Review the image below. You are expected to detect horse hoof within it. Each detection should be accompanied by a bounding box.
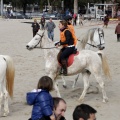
[2,113,8,117]
[63,85,67,89]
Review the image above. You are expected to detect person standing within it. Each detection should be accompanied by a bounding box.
[45,18,56,41]
[26,76,55,120]
[115,21,120,42]
[31,19,40,37]
[40,16,45,30]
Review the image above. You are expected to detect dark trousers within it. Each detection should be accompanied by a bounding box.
[117,34,120,42]
[60,47,75,62]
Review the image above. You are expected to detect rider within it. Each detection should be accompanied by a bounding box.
[55,20,75,75]
[64,15,77,46]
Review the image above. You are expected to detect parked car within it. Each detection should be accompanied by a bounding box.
[9,12,30,19]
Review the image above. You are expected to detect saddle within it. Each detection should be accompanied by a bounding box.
[57,51,79,67]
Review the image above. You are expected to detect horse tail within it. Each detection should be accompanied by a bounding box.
[3,56,15,98]
[97,51,111,79]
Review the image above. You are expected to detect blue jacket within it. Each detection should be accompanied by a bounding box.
[26,90,53,120]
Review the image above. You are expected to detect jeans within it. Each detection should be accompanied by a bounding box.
[48,31,54,41]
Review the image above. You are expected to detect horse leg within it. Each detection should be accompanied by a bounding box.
[72,74,80,89]
[79,71,90,102]
[94,74,108,102]
[3,87,9,117]
[0,90,3,113]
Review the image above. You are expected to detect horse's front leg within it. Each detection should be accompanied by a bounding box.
[79,71,90,102]
[3,88,9,117]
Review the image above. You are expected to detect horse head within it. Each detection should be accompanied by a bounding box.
[26,30,45,50]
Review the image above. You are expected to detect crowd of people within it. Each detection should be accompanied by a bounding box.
[26,76,97,120]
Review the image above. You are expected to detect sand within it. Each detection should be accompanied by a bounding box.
[0,19,120,120]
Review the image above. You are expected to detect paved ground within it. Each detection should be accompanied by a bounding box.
[0,19,120,120]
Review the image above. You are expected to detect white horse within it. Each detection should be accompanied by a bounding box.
[61,27,105,88]
[26,30,110,102]
[0,55,15,116]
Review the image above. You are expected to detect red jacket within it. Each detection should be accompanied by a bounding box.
[115,24,120,34]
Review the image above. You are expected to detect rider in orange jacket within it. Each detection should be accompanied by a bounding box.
[64,15,77,46]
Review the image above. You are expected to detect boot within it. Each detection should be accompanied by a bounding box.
[61,60,67,76]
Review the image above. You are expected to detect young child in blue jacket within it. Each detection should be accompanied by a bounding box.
[26,76,55,120]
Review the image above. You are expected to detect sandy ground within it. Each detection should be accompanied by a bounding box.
[0,19,120,120]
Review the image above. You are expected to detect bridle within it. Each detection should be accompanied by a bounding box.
[78,28,105,48]
[35,31,56,49]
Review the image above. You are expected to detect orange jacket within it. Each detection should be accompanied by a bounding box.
[68,25,77,46]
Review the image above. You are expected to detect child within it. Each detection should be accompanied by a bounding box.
[26,76,55,120]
.....
Exercise: Produce an exact copy of each line of data, skipping embedded images.

Task output:
Review the image below. You are expected to detect horse hoof within it. Each detection should be accompanied by a bounding box.
[2,113,8,117]
[63,85,67,89]
Review the image above. You are expected to detect person standing within it. Each detection should be accompanied by a bounding box.
[45,18,56,41]
[26,76,55,120]
[115,21,120,42]
[31,19,40,37]
[40,16,45,30]
Review the image above. You are expected to detect dark trousers within it. Each detection should be accompanied by a bounding box.
[117,34,120,42]
[60,47,75,62]
Review the image above. You are expected to detect rider within it. Each detection should be accompanied by a bounding box.
[55,20,75,75]
[64,15,77,46]
Review the image above. You are expected to detect parked car within it. Each detection should be accompanied by a bounding box.
[9,12,30,19]
Review the image above. You are expected to detect saddle within it. Each detection should be accompanied by a bounding box.
[57,51,79,67]
Review the image above. You are expected to detect horse tail within it. Each detection should be accompanied by a bounding box.
[3,56,15,98]
[97,51,111,79]
Review the image above. You are expected to detect blue jacket within it. Each detection should be accompanied by a bounding box.
[26,90,53,120]
Review the image above. You are expected to detect jeans within it. Each detection should be accompanied by a bounding box.
[48,31,54,41]
Review the image above. You are expected to detect horse leg within it. Each detection should be accompanied by a bounding box.
[72,74,80,89]
[79,71,90,102]
[94,74,108,102]
[3,87,9,117]
[0,90,3,113]
Review the image above. You are expected to detect horse's front leg within it. Each detection should be accompanied by a bounding box.
[79,71,90,102]
[3,88,9,117]
Review the image above. You are expected to detect horse head within it. Each detection should be accompanied by a bounding box.
[26,30,45,50]
Review the image above. You are expected to detect crowd of people within it. Each detection should be accompanied by a bounding box.
[26,76,97,120]
Review the image above. You are expected to detect sand within it. Each detection should be accompanied by a bounding box.
[0,19,120,120]
Review the image above. You are expected to detect paved ground within it. Each detection should be accompanied by a bounding box.
[0,19,120,120]
Review the image above. You are expected to detect white horse within it. Each detection should be accompanied by a bounding box.
[61,27,105,88]
[26,30,110,102]
[0,55,15,116]
Review the image above. You are expected to detect red jacket within it. Each detection should be accompanied by a bounding box.
[115,24,120,34]
Review the image above. You are expected to detect rider in orange jacket within it. Each detection should be accompanied by a bounding box.
[64,15,77,46]
Review the image above. You are expected to detect boot within it. Each detection should be accompanied by a bounding box.
[61,60,67,76]
Review the image above. You are expected to detect young child in blue jacket within it. Each detection should be accompanied by a bounding box.
[26,76,55,120]
Review the image above. You are expected to detect sandy ground within it. Each detection should be accompanied by a bounding box.
[0,19,120,120]
Review the image above. You are expected to detect bridle within it. Each detection should be accompanied by a bounding box.
[78,28,105,48]
[35,31,56,49]
Review the image above. You are expected to detect orange jacket within it. Each detection should be accompanied by a bounding box.
[68,25,77,46]
Review the image above. You are expected to detect child within it. Each detection should be accompanied by a bounding box.
[26,76,55,120]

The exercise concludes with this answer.